Recorded data:
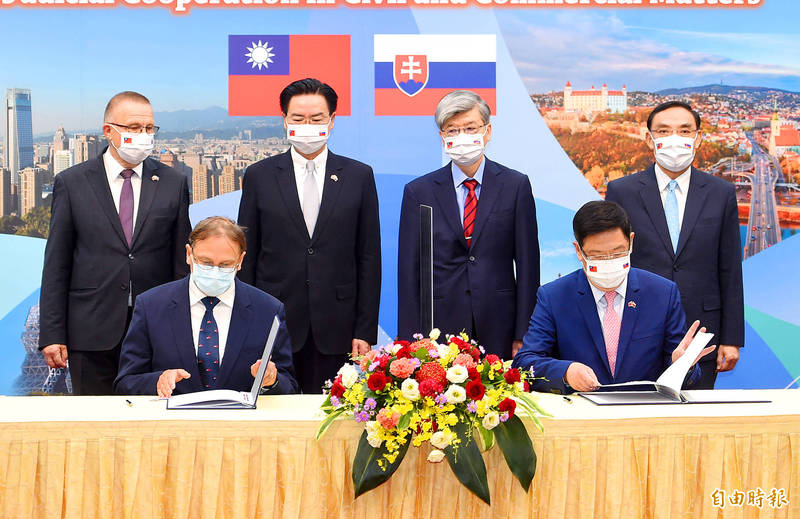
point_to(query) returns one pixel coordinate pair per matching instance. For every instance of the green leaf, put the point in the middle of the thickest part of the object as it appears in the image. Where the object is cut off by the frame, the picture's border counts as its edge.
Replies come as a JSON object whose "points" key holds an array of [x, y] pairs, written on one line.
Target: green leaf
{"points": [[367, 474], [328, 421], [467, 463], [513, 440], [487, 437]]}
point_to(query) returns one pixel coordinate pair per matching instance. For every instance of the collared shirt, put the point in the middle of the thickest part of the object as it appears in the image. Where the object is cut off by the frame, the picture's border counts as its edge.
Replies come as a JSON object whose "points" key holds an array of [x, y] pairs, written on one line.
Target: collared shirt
{"points": [[299, 163], [461, 190], [115, 181], [222, 314], [681, 191], [600, 301]]}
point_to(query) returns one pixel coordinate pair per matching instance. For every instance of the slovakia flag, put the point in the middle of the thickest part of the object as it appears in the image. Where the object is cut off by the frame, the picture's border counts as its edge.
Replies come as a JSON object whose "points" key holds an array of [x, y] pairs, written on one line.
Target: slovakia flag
{"points": [[260, 66], [414, 71]]}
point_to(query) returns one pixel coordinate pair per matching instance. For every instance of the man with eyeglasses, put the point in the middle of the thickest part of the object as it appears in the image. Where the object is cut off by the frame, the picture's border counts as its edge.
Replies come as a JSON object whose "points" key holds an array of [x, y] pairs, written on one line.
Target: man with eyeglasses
{"points": [[312, 223], [206, 331], [485, 240], [687, 230], [118, 228], [607, 322]]}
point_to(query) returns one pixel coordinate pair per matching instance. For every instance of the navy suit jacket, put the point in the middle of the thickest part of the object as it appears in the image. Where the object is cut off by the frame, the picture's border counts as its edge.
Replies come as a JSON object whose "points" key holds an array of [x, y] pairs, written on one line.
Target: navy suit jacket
{"points": [[160, 338], [708, 263], [565, 328], [476, 284]]}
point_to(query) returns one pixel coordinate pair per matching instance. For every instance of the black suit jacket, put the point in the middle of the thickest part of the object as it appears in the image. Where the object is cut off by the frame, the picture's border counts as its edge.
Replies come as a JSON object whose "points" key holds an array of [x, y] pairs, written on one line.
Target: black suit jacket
{"points": [[330, 282], [476, 284], [707, 265], [88, 266]]}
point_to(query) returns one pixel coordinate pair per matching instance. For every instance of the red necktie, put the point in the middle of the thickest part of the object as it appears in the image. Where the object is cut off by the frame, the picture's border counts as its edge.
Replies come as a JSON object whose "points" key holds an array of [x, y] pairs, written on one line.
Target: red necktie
{"points": [[470, 209]]}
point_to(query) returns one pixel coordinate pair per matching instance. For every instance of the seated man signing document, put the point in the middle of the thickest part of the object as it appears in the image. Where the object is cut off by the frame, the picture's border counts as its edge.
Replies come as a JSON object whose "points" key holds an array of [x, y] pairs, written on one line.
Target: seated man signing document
{"points": [[208, 330], [606, 323]]}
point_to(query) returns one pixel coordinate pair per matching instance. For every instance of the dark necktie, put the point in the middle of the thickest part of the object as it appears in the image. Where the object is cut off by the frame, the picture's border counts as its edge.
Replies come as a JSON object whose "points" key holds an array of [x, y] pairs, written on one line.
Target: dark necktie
{"points": [[208, 346], [126, 205], [470, 209]]}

The problem:
Reprint the listing above verbatim but drop the images.

Result of the exercise:
point_to(query) returns one pixel coordinate pair per matching instance. For every instance of the green leaf, put the point in the middle of the thickest part of the object as it appears in the image. Where the object is cut off by the frame, the picture's border counts as its edge.
Replies come as a JSON object whose "points" key holds an array of [x, y] pairs, written on one line.
Target: green leaf
{"points": [[367, 474], [328, 421], [467, 463], [513, 440], [487, 437]]}
point_to(query) returns one pixel coordinate pair per matching instance. For every instance of the collared shirt, put the point in the middle of the thickest part of the object as it appears in the image. Where the object is cut off by the frame, the picture's border counts as its edge.
Replies come as a JSON object whose "points" key holds an array of [x, y] pairs, written on one line.
Target: collared shirt
{"points": [[299, 163], [461, 190], [115, 181], [222, 314], [681, 191], [600, 301]]}
point_to(query) returns one pixel coordinate pair per matching instance. For every instance of the slovakia flag, put the point in the middle of the thickest part of the object as it appears in the image. Where the object is cut off by the frame, the picture's border counts as its edge.
Replies come as a JSON object whose "points" key holds an array of [x, y] pairs, written on one line.
Target: slovakia flag
{"points": [[260, 66], [414, 71]]}
point_to(query) returns one pixel coordinate pair per matching instance. For every instance of the man with eyeglasses, put the point in the middle of the thickest part of the object as it appears in the image. Where the object is cut off by the frame, the picture's border counts as its edge.
Replies come as a JSON object whose "points" key holds an array of [x, y] pairs, written on one line.
Target: man with eyeglasses
{"points": [[312, 223], [206, 331], [485, 240], [687, 230], [118, 228], [607, 322]]}
point_to(query) returns one pixel coordinate pair per matching instance. For every instance of the navy suit jacket, put the point in the middle of the thickest part of the object as it appears in the image. Where the object is cut off by the frame, the picture's border counts as its edge.
Replies come as a JSON object whose "points" key holds an array of [x, y] pairs, written on one line.
Target: navy suit jacket
{"points": [[160, 338], [708, 263], [565, 328], [476, 284]]}
point_to(query) returns one pixel coordinate pair per matching instance. For every instance of the black suit jacket, put the point in the middle of the thickest part of the object as it appears in the image. Where the object is cut off by the frame, the picture's border counts as its edge.
Replies come as a JSON object whose "points" key holds an array of [x, y] pairs, written on one line.
Target: black suit jacket
{"points": [[330, 282], [476, 284], [707, 265], [88, 266]]}
point_to(query) returns one pixel coordinate pair per matching instance. For every instance of the red necktie, put the point in the middle of the thickest part of the object as it appears in the image. Where the object is cut off by the frame, the picture's border counts as its edge.
Replies come as a JSON object whose "points" key holds an array of [x, y] pairs, written on one line.
Target: red necktie
{"points": [[470, 209]]}
point_to(query) returns one pixel coordinate pair per matching instance. For every instance of the seated man signing document, put the point in the middle of the thickest part of the object as it appears in the image. Where the object is cut off by the frame, the picture's border counts as its edge.
Replies come as a JSON object whose "points" key holds an array of [x, y] pairs, written on one line.
Target: seated man signing document
{"points": [[208, 330], [606, 323]]}
point_to(query) returns one pixel coordinate pair per matching instance. For every instance of the dark necktie, put the point in the middle of the thickest part of the object as it appears in the image. Where the object is cut off by the frame, the picture's border counts as its edge.
Replies come as a JSON object whose "points" key holds an array of [x, y] pairs, written on one line.
Target: dark necktie
{"points": [[208, 346], [126, 205], [470, 209]]}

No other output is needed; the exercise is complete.